GIVEN INSTRUCTION:
Quote word for word the lines of the records below, from the line containing "Where can the wooden" through the end of the records.
## begin GIVEN DATA
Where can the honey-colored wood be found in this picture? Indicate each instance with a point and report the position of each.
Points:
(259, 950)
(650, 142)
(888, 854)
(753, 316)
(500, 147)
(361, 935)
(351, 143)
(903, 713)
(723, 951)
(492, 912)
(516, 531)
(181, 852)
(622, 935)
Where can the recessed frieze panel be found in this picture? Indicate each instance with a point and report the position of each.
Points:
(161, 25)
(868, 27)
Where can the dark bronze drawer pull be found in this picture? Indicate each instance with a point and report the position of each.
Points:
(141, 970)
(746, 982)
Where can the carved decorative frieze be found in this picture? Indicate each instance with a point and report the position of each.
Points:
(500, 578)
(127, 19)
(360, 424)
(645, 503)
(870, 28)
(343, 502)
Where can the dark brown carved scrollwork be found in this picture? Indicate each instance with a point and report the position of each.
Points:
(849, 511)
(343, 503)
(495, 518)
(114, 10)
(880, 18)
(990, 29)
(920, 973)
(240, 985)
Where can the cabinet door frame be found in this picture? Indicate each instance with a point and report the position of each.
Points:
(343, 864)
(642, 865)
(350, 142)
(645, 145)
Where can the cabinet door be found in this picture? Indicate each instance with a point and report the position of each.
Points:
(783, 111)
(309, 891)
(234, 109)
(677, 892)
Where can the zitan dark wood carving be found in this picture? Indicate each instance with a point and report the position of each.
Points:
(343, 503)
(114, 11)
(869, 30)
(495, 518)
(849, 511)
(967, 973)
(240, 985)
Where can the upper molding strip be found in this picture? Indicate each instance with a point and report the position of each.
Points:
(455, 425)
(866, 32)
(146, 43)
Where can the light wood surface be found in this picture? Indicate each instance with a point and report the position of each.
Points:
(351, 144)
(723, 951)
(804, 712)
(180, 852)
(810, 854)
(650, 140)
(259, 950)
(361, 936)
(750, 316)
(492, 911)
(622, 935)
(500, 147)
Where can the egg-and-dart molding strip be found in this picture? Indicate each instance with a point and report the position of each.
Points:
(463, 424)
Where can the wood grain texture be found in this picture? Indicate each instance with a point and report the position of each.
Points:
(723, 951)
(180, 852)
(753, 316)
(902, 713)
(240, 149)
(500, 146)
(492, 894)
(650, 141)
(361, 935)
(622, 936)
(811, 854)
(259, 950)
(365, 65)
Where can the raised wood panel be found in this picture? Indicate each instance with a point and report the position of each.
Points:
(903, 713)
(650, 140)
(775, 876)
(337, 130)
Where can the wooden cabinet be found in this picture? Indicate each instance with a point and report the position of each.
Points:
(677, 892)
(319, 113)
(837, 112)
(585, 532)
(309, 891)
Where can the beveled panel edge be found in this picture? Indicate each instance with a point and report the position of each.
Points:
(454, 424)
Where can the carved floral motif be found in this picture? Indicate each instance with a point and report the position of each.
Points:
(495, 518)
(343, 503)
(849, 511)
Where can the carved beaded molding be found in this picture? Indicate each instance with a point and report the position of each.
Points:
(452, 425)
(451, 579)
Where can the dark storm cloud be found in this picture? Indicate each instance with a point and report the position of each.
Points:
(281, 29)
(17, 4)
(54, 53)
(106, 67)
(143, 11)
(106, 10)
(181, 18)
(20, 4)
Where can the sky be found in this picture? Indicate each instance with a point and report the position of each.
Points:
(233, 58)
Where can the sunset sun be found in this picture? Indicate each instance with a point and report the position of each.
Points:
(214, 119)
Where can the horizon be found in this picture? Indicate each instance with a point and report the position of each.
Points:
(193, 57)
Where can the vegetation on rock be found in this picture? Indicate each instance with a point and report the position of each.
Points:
## end GIVEN DATA
WRITTEN RESPONSE:
Where can the wooden cabinet be found in this picture? Indicate each instance with a point and report the position of each.
Points:
(677, 892)
(319, 113)
(837, 112)
(585, 532)
(309, 891)
Where can the beveled panel edge be found in this picture? Indicate each instance with a point and report the position of each.
Points:
(454, 424)
Where can the carved floral motif be found in this picture? Indicate each instance with a point and report the position of each.
Points:
(495, 518)
(343, 503)
(849, 511)
Where can the carved beaded molding be found in this picture? Indicate each instance with a point and report the position of each.
Points:
(452, 425)
(451, 579)
Where can the dark storm cloud be found in this picture? Indicate each instance with a point and report the position of each.
Points:
(281, 29)
(17, 4)
(54, 53)
(106, 67)
(143, 11)
(106, 10)
(181, 18)
(20, 4)
Where can the sky be found in this picture? Indicate each instance with a point and report the position of each.
Points:
(233, 58)
Where can the sunset sun be found in this picture? Indicate each instance with a point and report the position of each.
Points:
(214, 119)
Where can the horizon be found in this picture? Indicate each instance with a point and report the position of each.
Points:
(193, 57)
Where can the vegetation on rock be found in this picture? Indicate each instance with a point and report the position of each.
Points:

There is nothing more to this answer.